
    Car Washes, motels, former furnisher store which has sat empty for years with temporary tenants that don’t last long. But the place where it all began is ignored. Whats next, the Mobil Gas Station, maybe the Whole Foods Market or perhaps Fat Burger, Okie dog used to be there.

  4. @Alison: This is not Councilmember Meister’s list. The nominations were presented by the city’s Historical Preservation Commission.
    @Anthony A: The Coast Playhouse has been bought by the city & they plan to renovate & revive it. I believe there are plans in progress for the French Market Place property.
    @Rose: The Viper Room has a storied history beyond being once owned by Johnny Depp or the street side site of River Phoenix’s demise. It has had many incarnations, including known as The Central & being frequented by the likes of mobster Bugsy Segal. The Viper Room is rich in legend but short on visual appeal both inside & out. I say raze it & install a plaque.
▬▬▬▬▬▬
## [PARTS OF THE EXERCISE]
a – Say whether each statement agrees with the comment thread about local landmarks, answering yes or no and quoting the deciding words: (i) The nominations came from Councilmember Meister. (ii) The city has bought the Coast Playhouse. (iii) The commenter wants the Viper Room kept standing.
b – Extend the comment thread about local landmarks from its last line.
The rows that follow come from a separate source.

(Referring expression pointing data)
▬▬▬▬▬▬
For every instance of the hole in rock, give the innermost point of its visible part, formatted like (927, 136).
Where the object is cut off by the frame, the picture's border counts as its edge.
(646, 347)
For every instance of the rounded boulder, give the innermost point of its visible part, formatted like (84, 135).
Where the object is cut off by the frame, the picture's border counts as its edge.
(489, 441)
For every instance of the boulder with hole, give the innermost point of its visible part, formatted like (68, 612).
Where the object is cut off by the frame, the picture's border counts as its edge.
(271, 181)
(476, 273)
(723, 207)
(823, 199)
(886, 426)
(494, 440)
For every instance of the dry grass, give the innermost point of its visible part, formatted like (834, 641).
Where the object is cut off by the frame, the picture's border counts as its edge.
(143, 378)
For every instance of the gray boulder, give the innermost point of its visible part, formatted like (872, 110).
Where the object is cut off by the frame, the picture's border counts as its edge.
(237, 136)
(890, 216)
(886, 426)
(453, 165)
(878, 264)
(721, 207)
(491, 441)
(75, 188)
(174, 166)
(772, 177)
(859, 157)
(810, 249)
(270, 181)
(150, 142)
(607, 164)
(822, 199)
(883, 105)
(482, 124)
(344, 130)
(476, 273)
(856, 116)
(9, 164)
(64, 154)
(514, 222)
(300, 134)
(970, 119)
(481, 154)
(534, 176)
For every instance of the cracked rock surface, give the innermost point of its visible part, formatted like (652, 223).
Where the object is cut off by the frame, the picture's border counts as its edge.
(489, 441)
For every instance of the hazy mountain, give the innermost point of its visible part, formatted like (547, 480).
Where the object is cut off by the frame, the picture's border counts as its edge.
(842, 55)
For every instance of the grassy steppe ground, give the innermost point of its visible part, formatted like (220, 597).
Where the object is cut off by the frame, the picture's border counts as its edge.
▬▬▬▬▬▬
## [ANSWERS]
a –
(i) No: "This is not Councilmember Meister’s list. The nominations were presented by the city’s Historical Preservation Commission."
(ii) Yes: "The Coast Playhouse has been bought by the city"
(iii) No: "I say raze it & install a plaque."

b –
  5. The Macha was originally an auto repair shop, taken over by the Shakespeare Society of America, incorporated 1968, with founder Robert Thaddeus Taylor at the helm. In 1972, “Thad” finished “The Globe Theatre”, an exact 1/2 scale replica of the original Shakespeare Globe Theatre in London, built in 1576. The interior is a masterpiece that should be preserved forever, it even “feels” Shakespeare. There are no theatres anywhere on the continent like this one, it is unique & authentic & special. It was the 1st theatre in the world to stage all 38 of Shakespeare’s plays in uninterrupted succession. This theatre was Thad’s pride & joy & many times I helped him plant new flowers & tend to the Shakespeare Garden. He passed away in 2006. The first Globe Theatre remains were only discovered in East London in 2009. The stage itself is buried deep beneath a current housing development. I can’t even begin to imagine that this theatre’s interior wouldn’t be not only preserved but promoted & listed among West Hollywood’s landmark locations. I agree that some of the plays there now don’t do the theatre justice, but Thad often did plays other than Shakespeare because he said WS didn’t have enough of a local “following” to support the theatre.

  6. Ritts – definitely keep

    Viper Room – inside only once years ago. Personally, gross & should go.

    BUT! FOR SURE .. I see people all the time in front as tourist attraction taking selfies. I think the River Phoenix tragedy (other stuff maybe too, not​ my kinda place) & thus IS IMPORTANT for some (not me) . Should Stay!? maybe??

  7. There is nothing historic about a car wash. Even this article says it is “neo-googie” styled. That is not good enough to deem it historic. What did Lauren do, go around town and take note of every building over a certain age?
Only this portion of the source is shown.